Goal of the exercise
Gather every line in the records below that contains the word "bachman".

--- START ---

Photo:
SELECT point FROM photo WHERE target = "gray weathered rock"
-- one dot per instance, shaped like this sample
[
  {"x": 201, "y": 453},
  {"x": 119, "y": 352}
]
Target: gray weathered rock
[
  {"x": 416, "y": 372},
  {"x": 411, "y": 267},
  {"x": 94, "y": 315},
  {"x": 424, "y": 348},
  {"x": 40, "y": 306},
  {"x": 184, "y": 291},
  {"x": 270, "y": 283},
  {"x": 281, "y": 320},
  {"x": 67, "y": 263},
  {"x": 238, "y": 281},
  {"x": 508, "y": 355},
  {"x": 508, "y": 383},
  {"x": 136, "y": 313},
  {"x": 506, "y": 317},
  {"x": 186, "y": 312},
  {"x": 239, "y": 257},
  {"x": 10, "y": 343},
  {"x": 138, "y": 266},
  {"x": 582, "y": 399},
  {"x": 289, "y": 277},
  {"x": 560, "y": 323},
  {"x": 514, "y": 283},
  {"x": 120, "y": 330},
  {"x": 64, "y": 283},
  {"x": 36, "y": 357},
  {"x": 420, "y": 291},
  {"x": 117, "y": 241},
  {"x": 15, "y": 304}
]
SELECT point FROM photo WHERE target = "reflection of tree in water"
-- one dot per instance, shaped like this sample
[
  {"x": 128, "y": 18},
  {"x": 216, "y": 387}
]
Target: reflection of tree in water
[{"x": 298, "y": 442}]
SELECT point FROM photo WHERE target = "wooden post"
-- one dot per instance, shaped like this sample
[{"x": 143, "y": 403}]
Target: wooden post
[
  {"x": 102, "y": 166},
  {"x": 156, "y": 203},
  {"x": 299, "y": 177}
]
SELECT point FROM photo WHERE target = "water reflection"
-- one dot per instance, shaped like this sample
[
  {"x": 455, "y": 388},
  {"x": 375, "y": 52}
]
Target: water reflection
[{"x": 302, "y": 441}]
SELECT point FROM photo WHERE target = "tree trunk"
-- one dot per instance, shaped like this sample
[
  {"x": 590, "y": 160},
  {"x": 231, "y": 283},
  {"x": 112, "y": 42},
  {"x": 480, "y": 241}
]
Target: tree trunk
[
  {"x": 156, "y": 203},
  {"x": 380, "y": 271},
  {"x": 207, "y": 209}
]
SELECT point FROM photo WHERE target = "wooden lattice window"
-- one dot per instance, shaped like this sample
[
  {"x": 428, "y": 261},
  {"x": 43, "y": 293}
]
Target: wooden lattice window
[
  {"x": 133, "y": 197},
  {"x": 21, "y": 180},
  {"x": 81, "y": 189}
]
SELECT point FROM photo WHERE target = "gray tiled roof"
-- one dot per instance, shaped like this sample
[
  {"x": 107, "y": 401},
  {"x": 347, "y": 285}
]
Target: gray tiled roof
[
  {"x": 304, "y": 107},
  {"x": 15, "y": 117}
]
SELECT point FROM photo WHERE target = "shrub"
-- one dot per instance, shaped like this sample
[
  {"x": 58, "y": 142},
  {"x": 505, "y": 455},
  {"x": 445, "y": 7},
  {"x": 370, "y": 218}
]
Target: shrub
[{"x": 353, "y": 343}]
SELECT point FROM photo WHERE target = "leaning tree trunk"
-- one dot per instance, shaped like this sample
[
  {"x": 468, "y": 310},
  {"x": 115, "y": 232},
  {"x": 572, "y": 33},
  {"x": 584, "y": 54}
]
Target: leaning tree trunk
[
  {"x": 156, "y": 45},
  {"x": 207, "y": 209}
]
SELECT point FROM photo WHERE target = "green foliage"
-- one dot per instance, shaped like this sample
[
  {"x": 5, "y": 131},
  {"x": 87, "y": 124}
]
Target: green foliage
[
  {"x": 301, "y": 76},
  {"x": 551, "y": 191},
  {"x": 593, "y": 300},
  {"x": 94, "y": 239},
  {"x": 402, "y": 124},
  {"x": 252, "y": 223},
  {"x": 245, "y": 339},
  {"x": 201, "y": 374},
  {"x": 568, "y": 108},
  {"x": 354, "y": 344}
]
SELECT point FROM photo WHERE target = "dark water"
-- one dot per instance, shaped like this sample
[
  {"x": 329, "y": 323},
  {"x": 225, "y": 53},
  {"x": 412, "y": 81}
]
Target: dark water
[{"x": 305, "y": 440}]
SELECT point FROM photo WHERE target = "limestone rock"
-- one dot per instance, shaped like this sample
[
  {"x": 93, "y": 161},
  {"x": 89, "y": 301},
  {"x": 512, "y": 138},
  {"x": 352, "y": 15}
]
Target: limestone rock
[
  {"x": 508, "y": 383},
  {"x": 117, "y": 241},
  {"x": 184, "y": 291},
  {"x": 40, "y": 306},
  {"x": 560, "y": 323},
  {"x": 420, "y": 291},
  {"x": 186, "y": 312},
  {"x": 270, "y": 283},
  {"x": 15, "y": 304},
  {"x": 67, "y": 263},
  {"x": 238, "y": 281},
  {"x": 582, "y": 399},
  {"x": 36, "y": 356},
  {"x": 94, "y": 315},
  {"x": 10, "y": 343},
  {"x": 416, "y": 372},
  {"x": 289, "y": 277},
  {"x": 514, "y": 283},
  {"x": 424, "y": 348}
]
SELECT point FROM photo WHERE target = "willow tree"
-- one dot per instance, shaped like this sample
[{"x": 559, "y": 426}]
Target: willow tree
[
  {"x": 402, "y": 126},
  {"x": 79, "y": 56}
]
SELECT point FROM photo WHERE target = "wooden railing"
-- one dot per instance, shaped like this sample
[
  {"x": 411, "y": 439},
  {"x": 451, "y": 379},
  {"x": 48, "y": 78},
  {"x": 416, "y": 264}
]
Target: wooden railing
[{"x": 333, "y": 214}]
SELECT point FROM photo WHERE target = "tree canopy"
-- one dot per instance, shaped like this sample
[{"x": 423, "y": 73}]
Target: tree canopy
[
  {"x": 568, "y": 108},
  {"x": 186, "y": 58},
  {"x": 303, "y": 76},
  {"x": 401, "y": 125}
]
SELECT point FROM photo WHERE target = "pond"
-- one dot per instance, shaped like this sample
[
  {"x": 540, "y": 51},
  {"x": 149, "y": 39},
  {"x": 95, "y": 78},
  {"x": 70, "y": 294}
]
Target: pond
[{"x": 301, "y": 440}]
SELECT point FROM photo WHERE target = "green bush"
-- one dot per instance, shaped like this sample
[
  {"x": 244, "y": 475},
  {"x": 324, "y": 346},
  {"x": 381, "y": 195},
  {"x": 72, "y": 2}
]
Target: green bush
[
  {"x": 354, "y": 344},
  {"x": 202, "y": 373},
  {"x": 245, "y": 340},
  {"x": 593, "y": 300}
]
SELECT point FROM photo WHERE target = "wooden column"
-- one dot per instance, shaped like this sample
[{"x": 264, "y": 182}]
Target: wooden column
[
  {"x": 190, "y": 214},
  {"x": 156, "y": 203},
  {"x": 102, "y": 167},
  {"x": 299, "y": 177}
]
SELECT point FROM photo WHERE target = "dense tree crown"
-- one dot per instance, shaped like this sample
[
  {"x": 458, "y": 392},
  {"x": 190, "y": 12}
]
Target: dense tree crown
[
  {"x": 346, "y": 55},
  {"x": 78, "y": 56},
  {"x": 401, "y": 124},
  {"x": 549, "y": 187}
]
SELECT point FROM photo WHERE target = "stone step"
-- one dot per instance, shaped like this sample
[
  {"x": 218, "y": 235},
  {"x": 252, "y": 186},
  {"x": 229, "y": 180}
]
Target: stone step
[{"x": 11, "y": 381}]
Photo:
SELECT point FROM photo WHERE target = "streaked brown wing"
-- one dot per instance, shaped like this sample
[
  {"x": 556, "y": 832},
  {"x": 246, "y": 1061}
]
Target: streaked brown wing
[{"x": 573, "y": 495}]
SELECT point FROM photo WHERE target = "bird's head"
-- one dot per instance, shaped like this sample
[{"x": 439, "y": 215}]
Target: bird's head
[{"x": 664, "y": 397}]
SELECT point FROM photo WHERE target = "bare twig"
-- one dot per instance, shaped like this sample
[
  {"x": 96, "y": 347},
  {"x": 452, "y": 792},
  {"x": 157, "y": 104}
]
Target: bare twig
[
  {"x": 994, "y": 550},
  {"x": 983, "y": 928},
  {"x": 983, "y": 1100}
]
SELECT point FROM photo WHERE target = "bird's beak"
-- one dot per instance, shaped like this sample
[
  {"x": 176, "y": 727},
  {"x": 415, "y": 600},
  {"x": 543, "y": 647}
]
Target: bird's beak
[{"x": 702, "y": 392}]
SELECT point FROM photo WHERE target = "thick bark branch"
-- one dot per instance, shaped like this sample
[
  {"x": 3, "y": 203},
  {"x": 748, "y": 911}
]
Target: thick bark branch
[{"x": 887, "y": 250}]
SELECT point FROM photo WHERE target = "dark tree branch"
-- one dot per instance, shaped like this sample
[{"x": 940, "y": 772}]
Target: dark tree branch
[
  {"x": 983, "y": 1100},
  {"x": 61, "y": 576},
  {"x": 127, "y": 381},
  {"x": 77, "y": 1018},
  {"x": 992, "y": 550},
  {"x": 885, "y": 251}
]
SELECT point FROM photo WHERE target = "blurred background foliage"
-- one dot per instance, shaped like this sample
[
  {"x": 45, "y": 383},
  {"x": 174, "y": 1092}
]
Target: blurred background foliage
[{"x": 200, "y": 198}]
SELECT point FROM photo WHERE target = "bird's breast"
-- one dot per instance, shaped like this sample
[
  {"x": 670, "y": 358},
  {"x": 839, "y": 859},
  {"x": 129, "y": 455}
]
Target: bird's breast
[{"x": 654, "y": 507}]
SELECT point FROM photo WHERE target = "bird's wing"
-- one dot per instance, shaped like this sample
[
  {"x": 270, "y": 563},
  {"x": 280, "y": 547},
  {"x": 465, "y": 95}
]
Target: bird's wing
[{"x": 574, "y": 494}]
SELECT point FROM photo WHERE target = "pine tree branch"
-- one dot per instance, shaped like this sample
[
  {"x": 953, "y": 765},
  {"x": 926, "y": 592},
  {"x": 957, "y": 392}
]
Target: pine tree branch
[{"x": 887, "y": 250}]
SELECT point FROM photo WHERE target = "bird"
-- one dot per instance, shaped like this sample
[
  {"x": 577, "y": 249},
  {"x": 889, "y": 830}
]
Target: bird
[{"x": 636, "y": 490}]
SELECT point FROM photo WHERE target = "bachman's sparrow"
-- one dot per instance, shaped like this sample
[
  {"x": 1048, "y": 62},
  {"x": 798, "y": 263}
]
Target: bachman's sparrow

--- END ---

Exercise result
SELECT point FROM photo WHERE target = "bachman's sparrow"
Target: bachman's sparrow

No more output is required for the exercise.